#### What to work on
Reproduce each of the following items verbatim, without altering any line.

#### Entries from an annotation dataset
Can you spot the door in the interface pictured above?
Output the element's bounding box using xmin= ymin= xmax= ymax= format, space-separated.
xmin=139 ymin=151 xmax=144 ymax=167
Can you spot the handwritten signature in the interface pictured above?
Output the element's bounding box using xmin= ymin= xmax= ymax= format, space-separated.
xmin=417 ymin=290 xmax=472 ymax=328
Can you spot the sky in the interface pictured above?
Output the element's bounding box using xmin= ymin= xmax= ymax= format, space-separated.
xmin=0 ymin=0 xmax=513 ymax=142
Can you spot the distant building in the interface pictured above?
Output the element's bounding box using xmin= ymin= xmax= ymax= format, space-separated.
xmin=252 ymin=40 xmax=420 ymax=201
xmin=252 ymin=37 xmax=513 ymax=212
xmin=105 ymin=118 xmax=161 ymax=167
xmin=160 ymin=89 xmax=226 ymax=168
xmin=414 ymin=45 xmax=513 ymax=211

#### Answer to the problem
Can you spot the door in the interface pictured above?
Output the element's bounding box using xmin= ymin= xmax= ymax= format, space-separated.
xmin=139 ymin=151 xmax=144 ymax=167
Can you spot the handwritten signature in the interface pictured above?
Output the element's bounding box using xmin= ymin= xmax= ymax= format, space-separated.
xmin=417 ymin=290 xmax=472 ymax=328
Can you spot the sky in the interface pictured above?
Output the element's bounding box using xmin= ymin= xmax= ymax= format, space-separated.
xmin=0 ymin=0 xmax=513 ymax=142
Can you spot the distant building in the interface pictured above?
Output the element's bounding box using xmin= ymin= xmax= ymax= format, space-separated.
xmin=252 ymin=40 xmax=420 ymax=201
xmin=252 ymin=37 xmax=513 ymax=212
xmin=105 ymin=118 xmax=161 ymax=167
xmin=160 ymin=89 xmax=226 ymax=168
xmin=414 ymin=45 xmax=513 ymax=211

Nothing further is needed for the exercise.